#### WORK TO DO:
Could you repeat every line of the items below, character for character, without changing anything?
--
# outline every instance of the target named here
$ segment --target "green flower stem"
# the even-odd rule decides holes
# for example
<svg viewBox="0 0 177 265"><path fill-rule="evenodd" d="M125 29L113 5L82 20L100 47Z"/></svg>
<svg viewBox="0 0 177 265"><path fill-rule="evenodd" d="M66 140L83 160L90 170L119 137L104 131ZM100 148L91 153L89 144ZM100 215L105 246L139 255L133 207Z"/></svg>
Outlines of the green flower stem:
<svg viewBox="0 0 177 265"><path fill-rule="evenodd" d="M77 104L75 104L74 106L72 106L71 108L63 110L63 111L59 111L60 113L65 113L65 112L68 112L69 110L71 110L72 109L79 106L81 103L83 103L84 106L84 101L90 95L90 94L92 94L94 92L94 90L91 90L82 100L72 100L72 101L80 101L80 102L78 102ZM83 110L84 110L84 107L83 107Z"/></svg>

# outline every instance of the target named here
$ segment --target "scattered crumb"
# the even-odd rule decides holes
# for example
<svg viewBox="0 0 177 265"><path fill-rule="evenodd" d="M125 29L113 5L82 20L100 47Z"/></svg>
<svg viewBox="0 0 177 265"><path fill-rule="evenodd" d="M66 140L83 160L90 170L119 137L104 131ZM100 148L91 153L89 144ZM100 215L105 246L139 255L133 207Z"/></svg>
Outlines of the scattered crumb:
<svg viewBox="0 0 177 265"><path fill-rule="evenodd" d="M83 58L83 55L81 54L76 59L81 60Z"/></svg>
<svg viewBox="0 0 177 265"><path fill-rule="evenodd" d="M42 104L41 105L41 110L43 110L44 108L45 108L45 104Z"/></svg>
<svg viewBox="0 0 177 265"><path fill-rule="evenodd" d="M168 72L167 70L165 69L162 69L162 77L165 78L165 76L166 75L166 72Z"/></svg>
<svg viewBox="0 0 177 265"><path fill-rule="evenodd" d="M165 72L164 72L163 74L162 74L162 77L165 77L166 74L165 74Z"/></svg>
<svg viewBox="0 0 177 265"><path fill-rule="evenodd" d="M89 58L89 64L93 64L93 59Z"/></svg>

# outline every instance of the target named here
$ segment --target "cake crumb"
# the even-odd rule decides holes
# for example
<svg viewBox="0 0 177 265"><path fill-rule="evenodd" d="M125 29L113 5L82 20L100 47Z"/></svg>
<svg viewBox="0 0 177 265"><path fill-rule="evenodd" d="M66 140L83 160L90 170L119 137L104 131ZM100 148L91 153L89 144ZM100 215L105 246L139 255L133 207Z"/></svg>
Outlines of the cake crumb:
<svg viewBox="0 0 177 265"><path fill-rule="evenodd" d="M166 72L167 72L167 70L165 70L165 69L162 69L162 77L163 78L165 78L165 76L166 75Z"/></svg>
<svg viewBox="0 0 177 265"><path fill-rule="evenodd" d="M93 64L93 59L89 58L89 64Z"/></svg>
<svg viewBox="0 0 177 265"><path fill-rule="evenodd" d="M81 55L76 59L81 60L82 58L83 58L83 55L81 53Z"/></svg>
--
#### PROBLEM SOLUTION:
# outline every instance of the target named here
$ segment --target "green flower stem"
# the even-odd rule decides holes
# for example
<svg viewBox="0 0 177 265"><path fill-rule="evenodd" d="M125 29L113 5L82 20L100 47Z"/></svg>
<svg viewBox="0 0 177 265"><path fill-rule="evenodd" d="M66 140L83 160L90 170L119 137L104 131ZM100 148L91 153L89 144ZM100 215L105 246L139 255L133 207Z"/></svg>
Outlines of the green flower stem:
<svg viewBox="0 0 177 265"><path fill-rule="evenodd" d="M77 104L75 104L74 106L72 106L71 108L63 110L63 111L59 111L60 113L65 113L65 112L68 112L69 110L71 110L72 109L79 106L81 103L83 103L84 106L84 101L90 95L90 94L92 94L94 92L94 90L91 90L82 100L72 100L72 101L80 101L80 102L78 102ZM83 110L84 110L84 107L83 107Z"/></svg>

# outline every instance of the target named here
$ segment --target "scattered crumb"
# the even-odd rule decides holes
# for example
<svg viewBox="0 0 177 265"><path fill-rule="evenodd" d="M125 29L113 5L82 20L100 47Z"/></svg>
<svg viewBox="0 0 177 265"><path fill-rule="evenodd" d="M66 140L83 160L90 170L119 137L104 131ZM100 148L91 153L89 144ZM100 215L105 246L139 255L133 207Z"/></svg>
Outlines of the scattered crumb:
<svg viewBox="0 0 177 265"><path fill-rule="evenodd" d="M83 58L83 55L81 54L76 59L81 60Z"/></svg>
<svg viewBox="0 0 177 265"><path fill-rule="evenodd" d="M42 104L41 105L41 110L43 110L44 108L45 108L45 104Z"/></svg>
<svg viewBox="0 0 177 265"><path fill-rule="evenodd" d="M168 72L167 70L165 69L162 69L162 77L165 78L165 76L166 75L166 72Z"/></svg>
<svg viewBox="0 0 177 265"><path fill-rule="evenodd" d="M165 72L164 72L163 74L162 74L162 77L165 77L166 74L165 74Z"/></svg>
<svg viewBox="0 0 177 265"><path fill-rule="evenodd" d="M89 58L89 64L93 64L93 59Z"/></svg>

# outline every instance of the target named here
$ segment --target "cake crumb"
# the even-odd rule decides holes
# for example
<svg viewBox="0 0 177 265"><path fill-rule="evenodd" d="M125 29L113 5L82 20L100 47Z"/></svg>
<svg viewBox="0 0 177 265"><path fill-rule="evenodd" d="M66 140L83 160L90 170L119 137L104 131ZM100 148L91 153L89 144ZM100 215L105 246L139 255L133 207Z"/></svg>
Outlines of the cake crumb:
<svg viewBox="0 0 177 265"><path fill-rule="evenodd" d="M166 72L167 72L167 70L165 70L165 69L162 69L162 77L163 78L165 78L165 76L166 75Z"/></svg>
<svg viewBox="0 0 177 265"><path fill-rule="evenodd" d="M93 64L93 59L89 58L89 64Z"/></svg>
<svg viewBox="0 0 177 265"><path fill-rule="evenodd" d="M81 55L76 59L81 60L82 58L83 58L83 55L81 53Z"/></svg>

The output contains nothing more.